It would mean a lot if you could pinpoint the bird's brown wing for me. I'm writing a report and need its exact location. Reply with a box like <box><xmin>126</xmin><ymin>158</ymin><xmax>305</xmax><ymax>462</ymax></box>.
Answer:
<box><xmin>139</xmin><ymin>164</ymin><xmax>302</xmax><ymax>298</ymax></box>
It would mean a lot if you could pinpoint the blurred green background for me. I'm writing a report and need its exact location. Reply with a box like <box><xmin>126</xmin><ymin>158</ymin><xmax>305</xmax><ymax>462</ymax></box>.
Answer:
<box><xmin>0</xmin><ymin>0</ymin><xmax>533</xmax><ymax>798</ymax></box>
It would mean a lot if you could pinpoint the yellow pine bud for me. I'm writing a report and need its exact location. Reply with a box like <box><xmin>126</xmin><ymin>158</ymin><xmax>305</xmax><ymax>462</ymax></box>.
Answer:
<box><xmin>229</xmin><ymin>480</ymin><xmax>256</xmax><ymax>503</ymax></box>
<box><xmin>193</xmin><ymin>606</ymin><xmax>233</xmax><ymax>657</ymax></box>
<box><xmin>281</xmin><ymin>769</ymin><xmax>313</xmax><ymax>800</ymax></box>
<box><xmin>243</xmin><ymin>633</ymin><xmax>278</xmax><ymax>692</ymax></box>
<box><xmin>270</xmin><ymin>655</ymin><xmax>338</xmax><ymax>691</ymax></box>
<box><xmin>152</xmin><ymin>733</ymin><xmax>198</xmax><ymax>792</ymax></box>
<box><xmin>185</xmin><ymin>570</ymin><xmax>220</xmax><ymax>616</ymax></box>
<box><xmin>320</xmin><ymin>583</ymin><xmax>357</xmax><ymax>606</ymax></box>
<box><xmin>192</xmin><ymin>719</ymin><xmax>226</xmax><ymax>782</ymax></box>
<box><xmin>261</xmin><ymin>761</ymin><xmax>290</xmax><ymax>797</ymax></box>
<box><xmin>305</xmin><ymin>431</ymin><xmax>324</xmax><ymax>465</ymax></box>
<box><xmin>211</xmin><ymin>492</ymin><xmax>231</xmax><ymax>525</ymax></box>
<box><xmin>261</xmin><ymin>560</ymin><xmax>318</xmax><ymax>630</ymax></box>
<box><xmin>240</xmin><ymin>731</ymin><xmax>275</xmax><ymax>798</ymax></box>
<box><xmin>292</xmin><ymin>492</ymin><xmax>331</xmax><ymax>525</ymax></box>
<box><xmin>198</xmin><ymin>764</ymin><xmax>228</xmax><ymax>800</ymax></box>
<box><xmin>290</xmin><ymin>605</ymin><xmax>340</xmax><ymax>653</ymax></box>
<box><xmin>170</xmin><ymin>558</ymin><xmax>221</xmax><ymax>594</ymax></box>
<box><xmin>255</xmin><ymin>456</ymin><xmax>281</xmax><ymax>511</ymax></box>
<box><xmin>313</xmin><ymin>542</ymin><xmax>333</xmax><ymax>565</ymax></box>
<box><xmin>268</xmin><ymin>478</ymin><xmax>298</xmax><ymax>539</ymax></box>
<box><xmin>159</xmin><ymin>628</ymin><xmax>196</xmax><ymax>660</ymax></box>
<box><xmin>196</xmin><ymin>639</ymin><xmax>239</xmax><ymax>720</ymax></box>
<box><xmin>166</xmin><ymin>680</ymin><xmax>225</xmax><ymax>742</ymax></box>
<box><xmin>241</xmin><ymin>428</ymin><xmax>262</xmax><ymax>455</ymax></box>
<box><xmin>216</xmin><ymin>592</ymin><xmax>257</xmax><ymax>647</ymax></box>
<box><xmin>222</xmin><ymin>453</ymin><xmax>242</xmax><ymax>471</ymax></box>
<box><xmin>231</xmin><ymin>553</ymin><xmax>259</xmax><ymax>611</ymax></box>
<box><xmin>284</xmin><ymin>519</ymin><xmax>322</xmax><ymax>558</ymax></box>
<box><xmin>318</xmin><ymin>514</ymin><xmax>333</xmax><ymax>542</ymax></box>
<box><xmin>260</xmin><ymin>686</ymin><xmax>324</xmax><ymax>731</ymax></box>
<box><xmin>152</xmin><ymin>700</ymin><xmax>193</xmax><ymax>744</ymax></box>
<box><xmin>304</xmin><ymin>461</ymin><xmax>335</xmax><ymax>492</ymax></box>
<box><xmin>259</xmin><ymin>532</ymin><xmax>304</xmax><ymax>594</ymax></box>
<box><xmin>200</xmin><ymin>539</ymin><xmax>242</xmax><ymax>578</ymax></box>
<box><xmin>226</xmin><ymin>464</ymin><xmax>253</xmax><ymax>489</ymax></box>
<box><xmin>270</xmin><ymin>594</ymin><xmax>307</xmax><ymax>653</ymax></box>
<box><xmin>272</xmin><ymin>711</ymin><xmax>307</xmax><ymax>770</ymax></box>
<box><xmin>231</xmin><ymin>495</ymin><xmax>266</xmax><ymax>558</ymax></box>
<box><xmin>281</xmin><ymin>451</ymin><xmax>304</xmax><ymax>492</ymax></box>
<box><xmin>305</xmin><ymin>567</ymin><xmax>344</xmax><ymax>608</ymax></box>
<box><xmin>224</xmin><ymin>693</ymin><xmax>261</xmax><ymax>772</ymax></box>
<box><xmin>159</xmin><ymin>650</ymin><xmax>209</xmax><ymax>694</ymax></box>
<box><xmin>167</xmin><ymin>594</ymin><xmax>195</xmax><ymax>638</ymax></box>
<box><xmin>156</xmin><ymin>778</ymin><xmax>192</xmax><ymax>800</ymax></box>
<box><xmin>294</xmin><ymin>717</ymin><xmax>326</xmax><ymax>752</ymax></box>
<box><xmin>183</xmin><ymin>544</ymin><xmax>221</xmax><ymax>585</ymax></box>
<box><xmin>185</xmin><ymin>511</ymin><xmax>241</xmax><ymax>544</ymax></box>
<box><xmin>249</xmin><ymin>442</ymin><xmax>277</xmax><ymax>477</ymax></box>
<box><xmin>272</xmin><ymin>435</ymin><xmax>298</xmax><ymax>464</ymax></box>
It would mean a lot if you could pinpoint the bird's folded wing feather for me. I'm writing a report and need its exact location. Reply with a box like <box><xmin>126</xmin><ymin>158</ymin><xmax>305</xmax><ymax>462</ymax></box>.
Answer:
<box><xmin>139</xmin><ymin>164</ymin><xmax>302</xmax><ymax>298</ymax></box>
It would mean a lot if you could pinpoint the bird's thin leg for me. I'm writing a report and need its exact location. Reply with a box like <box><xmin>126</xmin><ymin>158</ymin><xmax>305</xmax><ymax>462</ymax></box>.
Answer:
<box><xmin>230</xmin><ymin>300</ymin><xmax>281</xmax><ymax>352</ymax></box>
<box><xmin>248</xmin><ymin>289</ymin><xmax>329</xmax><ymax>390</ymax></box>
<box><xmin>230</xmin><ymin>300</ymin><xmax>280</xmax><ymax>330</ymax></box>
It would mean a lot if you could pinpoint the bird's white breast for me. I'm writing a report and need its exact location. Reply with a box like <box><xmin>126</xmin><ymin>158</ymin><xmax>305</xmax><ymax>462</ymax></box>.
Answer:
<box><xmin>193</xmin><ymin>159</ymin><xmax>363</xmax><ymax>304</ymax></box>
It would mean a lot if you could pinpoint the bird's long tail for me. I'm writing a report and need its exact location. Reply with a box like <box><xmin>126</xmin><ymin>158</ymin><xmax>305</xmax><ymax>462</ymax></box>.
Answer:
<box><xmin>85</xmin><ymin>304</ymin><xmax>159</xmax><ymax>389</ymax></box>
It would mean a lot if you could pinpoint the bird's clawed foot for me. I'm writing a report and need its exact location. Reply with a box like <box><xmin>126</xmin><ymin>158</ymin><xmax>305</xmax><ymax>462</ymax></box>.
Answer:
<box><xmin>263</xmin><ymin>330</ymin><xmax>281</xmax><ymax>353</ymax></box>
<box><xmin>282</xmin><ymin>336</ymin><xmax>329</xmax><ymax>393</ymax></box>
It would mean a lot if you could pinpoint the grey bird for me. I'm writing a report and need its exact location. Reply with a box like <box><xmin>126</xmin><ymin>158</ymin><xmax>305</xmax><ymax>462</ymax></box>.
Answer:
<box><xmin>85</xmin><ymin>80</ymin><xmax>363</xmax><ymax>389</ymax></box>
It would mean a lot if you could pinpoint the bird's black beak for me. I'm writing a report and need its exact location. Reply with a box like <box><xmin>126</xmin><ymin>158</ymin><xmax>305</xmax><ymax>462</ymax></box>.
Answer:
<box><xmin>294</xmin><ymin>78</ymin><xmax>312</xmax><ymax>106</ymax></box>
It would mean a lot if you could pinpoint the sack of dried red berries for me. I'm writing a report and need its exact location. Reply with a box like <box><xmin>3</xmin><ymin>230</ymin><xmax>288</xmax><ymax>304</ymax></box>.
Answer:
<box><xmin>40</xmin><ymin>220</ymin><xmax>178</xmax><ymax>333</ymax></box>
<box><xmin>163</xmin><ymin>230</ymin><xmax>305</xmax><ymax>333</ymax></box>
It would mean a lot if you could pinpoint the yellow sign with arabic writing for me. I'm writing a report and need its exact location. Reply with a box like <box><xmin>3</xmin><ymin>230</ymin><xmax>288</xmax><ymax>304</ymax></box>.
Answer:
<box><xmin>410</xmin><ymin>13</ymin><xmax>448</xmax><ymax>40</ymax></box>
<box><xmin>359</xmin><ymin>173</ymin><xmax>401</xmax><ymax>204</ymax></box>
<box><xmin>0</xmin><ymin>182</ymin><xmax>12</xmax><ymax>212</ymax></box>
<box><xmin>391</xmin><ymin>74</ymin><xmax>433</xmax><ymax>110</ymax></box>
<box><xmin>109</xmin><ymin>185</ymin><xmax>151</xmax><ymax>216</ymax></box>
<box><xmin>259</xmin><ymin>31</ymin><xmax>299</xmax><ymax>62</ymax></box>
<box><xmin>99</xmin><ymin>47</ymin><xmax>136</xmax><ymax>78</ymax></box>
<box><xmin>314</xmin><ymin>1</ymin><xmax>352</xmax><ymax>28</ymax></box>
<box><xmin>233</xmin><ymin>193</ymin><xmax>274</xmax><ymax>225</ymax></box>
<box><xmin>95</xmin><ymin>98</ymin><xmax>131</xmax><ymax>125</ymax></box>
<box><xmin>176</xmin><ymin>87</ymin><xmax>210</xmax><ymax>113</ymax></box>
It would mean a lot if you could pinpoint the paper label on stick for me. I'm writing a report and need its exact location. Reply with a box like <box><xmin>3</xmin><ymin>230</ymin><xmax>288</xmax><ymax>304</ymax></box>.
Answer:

-----

PROBLEM TO SOLVE:
Report every line of the records that contains the string "yellow", treating case as significant.

TASK OUTPUT:
It would mean a lot if you could pinpoint the yellow pine bud for me. I'm writing a report and need its exact location. Reply with a box like <box><xmin>126</xmin><ymin>158</ymin><xmax>305</xmax><ymax>462</ymax></box>.
It would mean a lot if you could pinpoint the yellow sign with arabic writing for me. I'm writing a report and need its exact location. Reply with a box like <box><xmin>3</xmin><ymin>230</ymin><xmax>288</xmax><ymax>304</ymax></box>.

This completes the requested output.